■ **Assignment**:
The records that follow should be returned exactly, pictures excluded.

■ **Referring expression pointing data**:
>>

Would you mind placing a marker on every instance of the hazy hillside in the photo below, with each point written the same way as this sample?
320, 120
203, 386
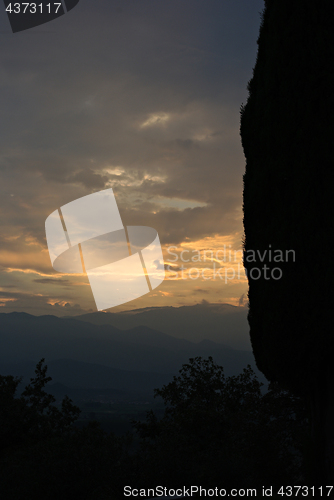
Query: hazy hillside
221, 323
87, 358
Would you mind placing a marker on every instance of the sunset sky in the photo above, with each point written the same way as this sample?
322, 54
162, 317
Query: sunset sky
142, 96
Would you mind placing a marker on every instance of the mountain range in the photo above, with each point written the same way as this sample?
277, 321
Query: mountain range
84, 357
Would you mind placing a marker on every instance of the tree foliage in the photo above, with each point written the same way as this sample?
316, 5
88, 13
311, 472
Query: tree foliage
213, 424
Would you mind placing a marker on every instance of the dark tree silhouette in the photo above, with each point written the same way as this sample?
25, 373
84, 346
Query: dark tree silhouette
287, 135
211, 427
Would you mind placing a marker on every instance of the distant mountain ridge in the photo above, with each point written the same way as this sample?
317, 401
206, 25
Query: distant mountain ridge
221, 323
82, 355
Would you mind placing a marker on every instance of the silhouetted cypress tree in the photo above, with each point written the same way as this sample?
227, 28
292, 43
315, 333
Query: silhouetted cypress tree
288, 139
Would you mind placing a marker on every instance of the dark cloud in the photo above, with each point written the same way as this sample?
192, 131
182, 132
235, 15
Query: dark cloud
142, 97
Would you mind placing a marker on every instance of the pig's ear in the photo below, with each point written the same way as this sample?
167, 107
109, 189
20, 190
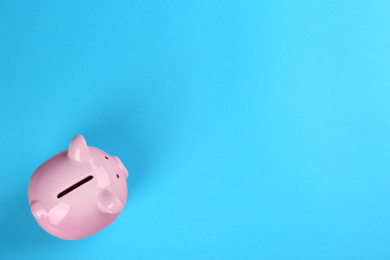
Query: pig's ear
78, 149
108, 203
121, 166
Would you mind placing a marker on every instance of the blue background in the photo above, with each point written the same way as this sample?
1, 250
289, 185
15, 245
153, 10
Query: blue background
251, 129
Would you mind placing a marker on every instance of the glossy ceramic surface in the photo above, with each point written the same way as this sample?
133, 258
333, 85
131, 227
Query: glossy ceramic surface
78, 192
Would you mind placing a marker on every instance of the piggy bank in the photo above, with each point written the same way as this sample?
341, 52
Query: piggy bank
78, 192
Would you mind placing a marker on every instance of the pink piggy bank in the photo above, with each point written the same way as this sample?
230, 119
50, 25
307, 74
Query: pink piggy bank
78, 192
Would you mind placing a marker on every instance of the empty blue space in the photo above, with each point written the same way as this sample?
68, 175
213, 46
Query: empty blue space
250, 129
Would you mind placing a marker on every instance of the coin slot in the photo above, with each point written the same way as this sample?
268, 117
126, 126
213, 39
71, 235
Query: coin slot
74, 186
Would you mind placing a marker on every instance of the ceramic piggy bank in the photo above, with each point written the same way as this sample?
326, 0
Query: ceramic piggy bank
78, 192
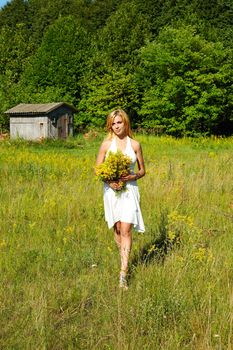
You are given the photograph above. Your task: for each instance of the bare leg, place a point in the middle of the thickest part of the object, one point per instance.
(117, 235)
(126, 244)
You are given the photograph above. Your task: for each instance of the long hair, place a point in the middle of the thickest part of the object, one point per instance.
(125, 119)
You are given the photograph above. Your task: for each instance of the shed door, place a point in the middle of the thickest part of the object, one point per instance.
(62, 125)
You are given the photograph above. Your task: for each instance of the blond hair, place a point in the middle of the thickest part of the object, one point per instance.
(125, 119)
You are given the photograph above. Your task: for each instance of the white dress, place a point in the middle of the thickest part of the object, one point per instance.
(124, 207)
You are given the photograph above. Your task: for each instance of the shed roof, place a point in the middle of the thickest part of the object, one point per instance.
(37, 108)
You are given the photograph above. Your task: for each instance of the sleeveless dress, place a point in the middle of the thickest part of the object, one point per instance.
(124, 206)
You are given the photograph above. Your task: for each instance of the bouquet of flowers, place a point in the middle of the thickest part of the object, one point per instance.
(115, 166)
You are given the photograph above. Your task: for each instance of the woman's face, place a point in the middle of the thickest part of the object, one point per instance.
(118, 126)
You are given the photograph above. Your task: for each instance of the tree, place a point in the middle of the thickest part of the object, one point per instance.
(60, 60)
(187, 84)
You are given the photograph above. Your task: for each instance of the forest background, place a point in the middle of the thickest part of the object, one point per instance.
(167, 63)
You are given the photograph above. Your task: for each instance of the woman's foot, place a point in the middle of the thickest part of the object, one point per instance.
(123, 280)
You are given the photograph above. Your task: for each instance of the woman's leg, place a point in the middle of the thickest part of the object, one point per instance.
(126, 244)
(117, 235)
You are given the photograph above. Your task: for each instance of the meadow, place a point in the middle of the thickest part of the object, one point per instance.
(59, 264)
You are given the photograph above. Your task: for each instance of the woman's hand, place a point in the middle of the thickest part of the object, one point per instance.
(129, 177)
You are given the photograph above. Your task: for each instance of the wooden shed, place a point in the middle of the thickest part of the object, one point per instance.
(39, 121)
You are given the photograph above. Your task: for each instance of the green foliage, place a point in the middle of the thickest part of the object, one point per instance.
(188, 84)
(141, 56)
(64, 51)
(59, 264)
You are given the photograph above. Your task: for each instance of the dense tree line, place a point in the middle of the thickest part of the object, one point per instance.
(168, 63)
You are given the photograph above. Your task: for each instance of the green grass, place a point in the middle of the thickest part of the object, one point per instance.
(59, 265)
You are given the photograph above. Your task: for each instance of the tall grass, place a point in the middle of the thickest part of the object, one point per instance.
(59, 265)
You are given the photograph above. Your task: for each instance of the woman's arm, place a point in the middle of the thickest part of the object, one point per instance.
(100, 159)
(102, 152)
(140, 161)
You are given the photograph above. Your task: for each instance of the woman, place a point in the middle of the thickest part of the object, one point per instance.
(122, 211)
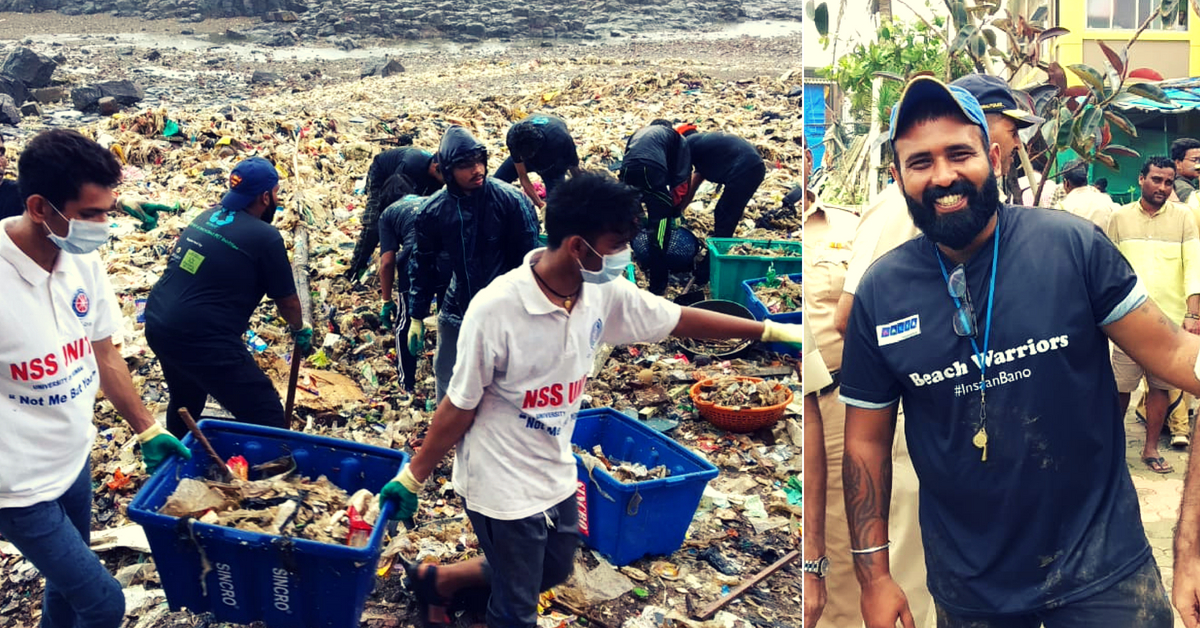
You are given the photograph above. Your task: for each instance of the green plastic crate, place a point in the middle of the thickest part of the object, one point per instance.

<<

■ **Response area**:
Would you mind placing a marker on every instance of the hazy hillside in the photo below, with each point written the same way as this sample?
320, 120
203, 386
Query: hazy hillside
221, 323
87, 358
Would you mind placing a marker on every instance of the sunset sky in the photo above, with each point written the same way as this sample?
322, 54
162, 317
Query: sunset sky
142, 96
Would you mind placing a marker on every instance of the mountain range in the photo above, with each point written the same way as this sample?
277, 321
Query: mountain range
84, 357
Would you mind placing a marker on every instance of the tree foliage in the photo above, with each point written the same way as this sample?
316, 5
88, 13
311, 472
Query: tree foliage
213, 424
Would you mind placing a marker on every instance of the dark tree silhouette in the photo above, with each point written the same way as this sample?
25, 373
84, 346
Query: dark tree silhouette
287, 135
211, 427
Would you mind placing a marker on every instance of the distant mountain ridge in the photo above, with each point written the same way as this sample?
317, 401
206, 25
Query: distant mountain ridge
221, 323
82, 355
Would you mind placing a marker on every instance of the silhouetted cypress tree in the photo above, with each point written the same way as this sample?
227, 28
292, 43
315, 333
Query: silhouetted cypress tree
288, 139
Would you mind placing a marker on every instance of the dark cloud in the photo above, with each point written the same way as this sample?
192, 131
182, 132
235, 15
Query: dark cloud
142, 97
Would you mind placing a marker on every instance of the pig's ear in the photo below, with each point written the same way as this sample?
167, 107
109, 189
20, 190
Query: pig's ear
78, 149
108, 203
121, 166
Would you mind placing a marker on every instance of the blue background in the photo above, with each point written the same way as this sample?
1, 250
289, 185
15, 245
153, 10
Query: blue background
251, 129
Would you mind placing a marker on every instance of the glossy ceramic surface in the photo above, with each point written the same way as this sample?
133, 258
333, 85
131, 227
Query: glossy ceramic surface
78, 192
Would you mind placing a marker on every instance of the piggy bank in the photo above, with each point written the same way as this sample?
341, 52
Query: piggy bank
78, 192
Would you mind placing a marker on every instance of the pink piggy bank in the photo above, with each point written the same way as this sample?
230, 119
50, 25
307, 74
Query: pink piggy bank
78, 192
Would you mind placing a marker on every instance of the empty blue space in the photo above, with each point written the same way as this sample?
68, 175
213, 46
Query: empty blue space
250, 129
Would you mind placing a marker on every instance of the coin slot in the photo above, with each point written the same way as this sample?
268, 117
126, 126
213, 39
71, 235
Query: coin slot
74, 186
Would you mind placing a marker on every instance of the ceramic piggy bank in the photo above, with each point written the same way as this sample?
326, 0
Query: ceramic piggy bank
78, 192
You are given the photograph above. Your task: for each instance of the bare leg, place a point in the middle of the thickest part of the object, one point per instance.
(117, 235)
(126, 244)
You are given the photograph above. Your task: for each instance of the long hair, place a point in the middle of the thickest part of the object, one point per instance.
(125, 119)
You are given the photograph above. Your task: for each instance of the shed door, place a point in the middle of the thickest part of the object, one point per instance.
(62, 125)
You are given the photograph above. Your task: for each instance of the blond hair, place a point in the middle of the thickest part of the object, one point per instance.
(125, 119)
You are given the photograph above. Your task: for each instance of the white dress, place a point in the middle of the thickest part of the object, one point per instance.
(124, 207)
You are given the photograph above. Your task: for each instance of the shed roof, place a point in the middle of the thickest part of the object, one point per instance.
(37, 108)
You are given the photograph above. Your task: for each instance of the sleeveless dress, place a point in the middle of the thickest part of the object, one point per instance.
(124, 206)
You are given the photograph above. Your task: for each instance of the bouquet of flowers, place a point in the middle of the thickest part of the object, one point per instance.
(115, 166)
You are given the photograph above. Your task: for each instance of the woman's face, place a point in the middle of the thickest part of the object, one point per instance.
(118, 126)
You are given the photograph above. Your task: for each instance of the tree, place a point in the middle of the thickest part of the object, one point per instance.
(60, 60)
(187, 84)
You are given the photograph above. Your task: for each instance of the forest background, place a point in the middle of the thickest part of the object, one point per instance.
(167, 63)
You are given the photograph above. Your task: for each instance of the woman's foot, place a point in the middle of the thickest part of the object, one point per instance.
(123, 280)
You are given the photograph above. Your task: for each instance of the woman's leg, place a point in the middle of the thickest part of the object, one point per instance.
(126, 244)
(117, 235)
You are given the photograph above. Your task: for each instance of the meadow, place a point in the middle of the thickest part of the object, one point per instance.
(59, 264)
You are given the photograph above. Your task: for each instance of the woman's hand, place a point in the middle of the thickest part of the object, one point per instance.
(129, 177)
You are given the photograph above. Your task: for each instance of the wooden shed, place a point in the middle of the thickest part of the object, one point per instance.
(39, 121)
You are given the photograph above. Your task: for each instance of the green foliage, place a point in the middle of the thickest part of the object, one point per instance.
(188, 84)
(141, 56)
(64, 51)
(59, 264)
You are given the photograph above. Your task: for each instance of the dense tree line, place a point in the middle of the thickest part of the object, one point per instance.
(168, 63)
You are given the photograph above. Your task: for each instance of the green grass, place a point in the middle of the thickest part of the object, one point per instance.
(59, 265)
You are given the photograph above. Your task: for each instance of the tall grass, place a point in the middle of the thickest part of the object, one point per instance.
(59, 265)
You are given the photograph above. Your task: for each instance of the woman's arm, place a point in the middle of the thickest part of the object, one point per instance.
(100, 159)
(102, 152)
(140, 161)
You are given the photograph above. Your task: for each instance of the woman, place a point in the middle of the thickest part of the object, one point per instance.
(122, 211)
You are given the photograph above. Your task: for each instance of the green plastic crate, place a point in the middle of the thickest part of the object, one point per instance.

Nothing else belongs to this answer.